### RECORDED INFORMATION
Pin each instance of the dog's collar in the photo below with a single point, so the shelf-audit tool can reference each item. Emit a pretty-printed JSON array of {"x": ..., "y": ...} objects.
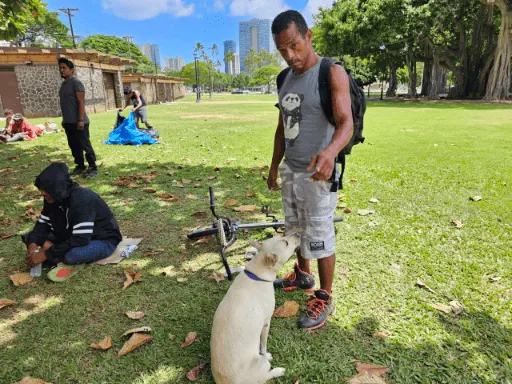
[{"x": 254, "y": 277}]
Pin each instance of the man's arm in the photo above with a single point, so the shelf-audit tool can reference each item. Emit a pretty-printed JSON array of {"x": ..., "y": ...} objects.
[
  {"x": 323, "y": 162},
  {"x": 80, "y": 96},
  {"x": 278, "y": 155}
]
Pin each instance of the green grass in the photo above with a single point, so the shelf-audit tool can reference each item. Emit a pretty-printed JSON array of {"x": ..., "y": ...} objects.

### DIRECTIONS FOR THIS TASK
Copy out the material from the line containing "Pin each instance of the man's" through its last line, inclusive.

### RESPONSE BELOW
Pin each instance of the man's arm in the photo above with a single point, so the shelf-audit tool can reference each item. Emit a pretty-printed JSON array of {"x": ..., "y": ...} objects.
[
  {"x": 323, "y": 162},
  {"x": 80, "y": 96},
  {"x": 278, "y": 155}
]
Pin each instance of the green grass in the photo above with a single point, so the shelf-audit tool can reference each item. Emit a pretty-printed JSON array of {"x": ..., "y": ...} objects.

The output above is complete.